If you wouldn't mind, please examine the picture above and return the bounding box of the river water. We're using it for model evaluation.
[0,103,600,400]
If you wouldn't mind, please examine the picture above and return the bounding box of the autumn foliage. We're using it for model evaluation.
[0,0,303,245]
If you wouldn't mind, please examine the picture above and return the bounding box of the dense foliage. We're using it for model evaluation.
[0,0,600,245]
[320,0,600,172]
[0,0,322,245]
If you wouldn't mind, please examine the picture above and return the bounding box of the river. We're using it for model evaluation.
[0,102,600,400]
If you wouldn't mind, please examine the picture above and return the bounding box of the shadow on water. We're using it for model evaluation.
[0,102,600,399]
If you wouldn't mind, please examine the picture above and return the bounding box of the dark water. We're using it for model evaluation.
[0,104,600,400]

■ ■ ■

Shift every bounding-box coordinate in the answers up by 149, and write out the listing starting at the line that contains "dense foliage. We're using it for model evaluation." and ending at the line that contains "[0,0,322,245]". Keep the request line in that span unchanged.

§ EXERCISE RESULT:
If you wouldn't mind, please examine the picture above and return the bounding box of the dense foliage. We're using it for model evaluation.
[149,149,749,394]
[469,149,749,321]
[149,149,471,394]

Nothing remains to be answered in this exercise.